DOCUMENT PASSAGE:

*** Block opens ***

The henchmen tried to break his resistance, using every dirty trick at their disposal. He said the second time he heard about me was after the US invasion of Iraq. He had been ordered to go to prison to report on my whereabouts, when they told him that I had been killed in the attacks by US forces. He said, “After hearing this news I decided to go to Ashraf and find out for myself. This is why I am in shock, when I find you alive in Ashraf.”

Upon returning from Ashraf my father was arrested for addressing a gathering in Khavaran cemetery (the site of mass graves of political prisoners massacred in 1988). After his arrest, the regime realized that he had gone to Ashraf to visit me, and because of that
they put more pressure on him to repent or he would be executed. He never gave in to their demands, and was executed just because he had gone to Ashraf to visit his son.

My father had been to Ashraf and had seen the high spirits of the resistance and he had taken that same spirit with him to prison and thus became a symbol of resistance in prison. He spread the same spirit to the rest of the prisoners. He kept sending messages and letters from prison exposing the regime’s crimes at every occasion. During imprisonment he had written 25 different messages and letters to newspapers condemning the regime’s crimes. His activities provoked more pressure and torture, which caused a heart attack, leaving him paralyzed down his left side and wheelchair-ridden. When they took him to the gallows, he was on a wheelchair. My mother told me that when my father was out of prison and working in our shoe store, he had printed pictures of Massoud and Maryam Rajavi and placed them under his counter. Whenever he sold a shoe he used to slide one of those pictures in the box for the customers, telling them he had put a present in the box for them. My Mum said, “I kept telling him this is dangerous but he never listened and kept saying, we have to put out the word for Ashraf and the PMOI.”

After they executed my father they did not return his body to us and secretly buried him in one of the villages near his home town. My Dad was a well-known man, and when the villagers realized they were burying him they informed my family. The regime’s Revolutionary Guards had told my family they were not allowed to hold a ceremony for him, but my family did not pay attention to the warning and held a large memorial service. The Guards attacked the memorial service and arrested my mother, and gave her a 10-year prison sentence. My mother was able to escape from Iran, leaving the regime empty-handed. She is now in Paris.

The memory of my father and all the other martyrs will live on forever and their struggle will continue.’

 

21

The Second Ashraf Massacre

On the morning of Thursday, 7 April 2011, I received a call in my office in Brussels from Tahar Boumedra. He had some deeply disturbing news. He told me that several battalions of the Iraqi army had taken up positions around Camp Ashraf, and that dozens of armoured personnel carriers, Humvees, bulldozers and other engineering vehicles had been strategically positioned around the camp’s perimeter fence. Boumedra said that he was getting calls every half hour from the residents of Ashraf to update him on the escalating crisis. He said he was certain that another attack was imminent, and that he had spoken to a high-ranking army officer who of course had denied everything and assured him that nothing was going to happen.

At 4.45 a.m. the following morning, 8 April, the attack commenced. I began to receive a series of phone calls and emails as the attack progressed and the death toll of Ashrafis mounted. By 9 a.m. there were already 22 dead and hundreds seriously injured; three battalions of the Iraqi military had mounted the assault and they had now seized over one-third of the camp’s territory. I was making frantic phone calls to Ban Ki-moon in New York, António Guterres at UNHCR in Geneva and Baroness Ashton in Brussels. I left messages informing them of this latest brutal assault on unarmed and defenceless ‘people of concern’ to the UN, urging them to contact Maliki immediately to demand a halt to the slaughter.

*** Block closes ***

THE DATA:
*** Block opens ***

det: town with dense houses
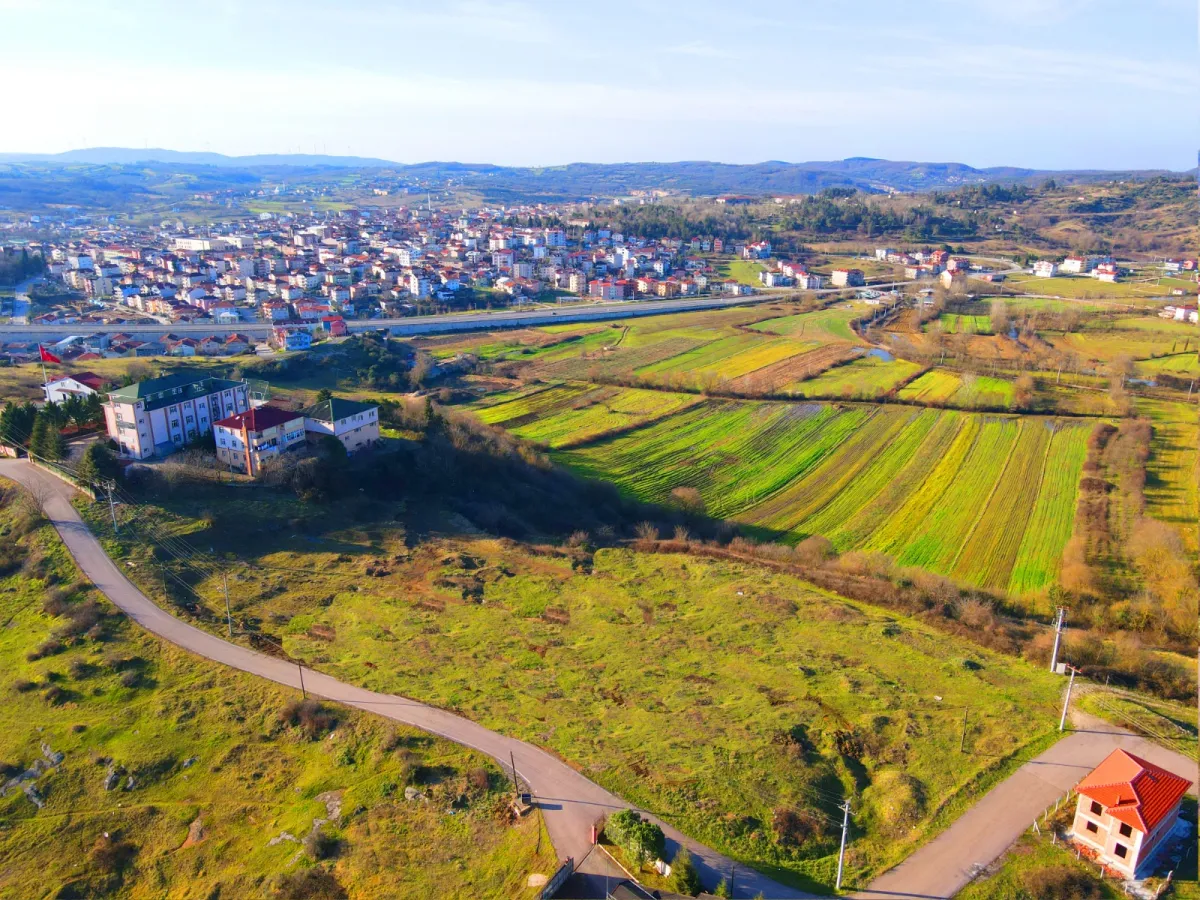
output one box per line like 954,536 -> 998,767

*** Block closes ***

WORK INSTRUCTION A: In the Ashraf account, how many messages and letters did the father write to newspapers while he was imprisoned?
WORK INSTRUCTION B: Carry the Ashraf account forward from its last sentence.
The listing is not needed for this work.

TASK ANSWER A: He wrote 25 messages and letters.

TASK ANSWER B:
By the end of the day, the picture became clearer. Under the command of General Ali Gheidan,
1
commander of Iraqi ground forces, the three Iraqi battalions moved into Ashraf as dawn broke. They used tear-gas and smoke and stun grenades. The Ashrafis, who had been expecting an attack after witnessing the build-up of military
forces over the past three days, immediately formed a human chain to try to prevent the army from moving further into the camp. The soldiers opened fire and snipers were deployed to shoot dead any residents who were trying to film the attack on their mobile phones. Humvees and armoured personnel vehicles were driven at high speed into crowds of Ashrafis, crushing them under the wheels. By evening, 28 Ashrafis were dead.

There had been a small US Force-Iraq (USF-I) observers’ team stationed at Ashraf for weeks. This unit, under the command of Lt. Col. Robert Molinari, was based inside Ashraf and was fully aware of the Iraqi government’s intentions to attack the camp. But despite pleas by the residents to stay, on 7 April, at 10 p.m., seven hours before the attack, his unit mysteriously disappeared. If they had stayed, the Iraqi forces would never have dared to attack. It emerged later, that in anticipation of a violent Iraqi assault on the camp, the USF-I soldiers had been told to leave the area so that they would not witness defenceless people being killed while they were under strict orders not to intervene. Nevertheless, the Americans reappeared on 10 April, following the massacre, and transferred ten of the residents who had the most life-threatening injuries to a nearby USF-I military hospital.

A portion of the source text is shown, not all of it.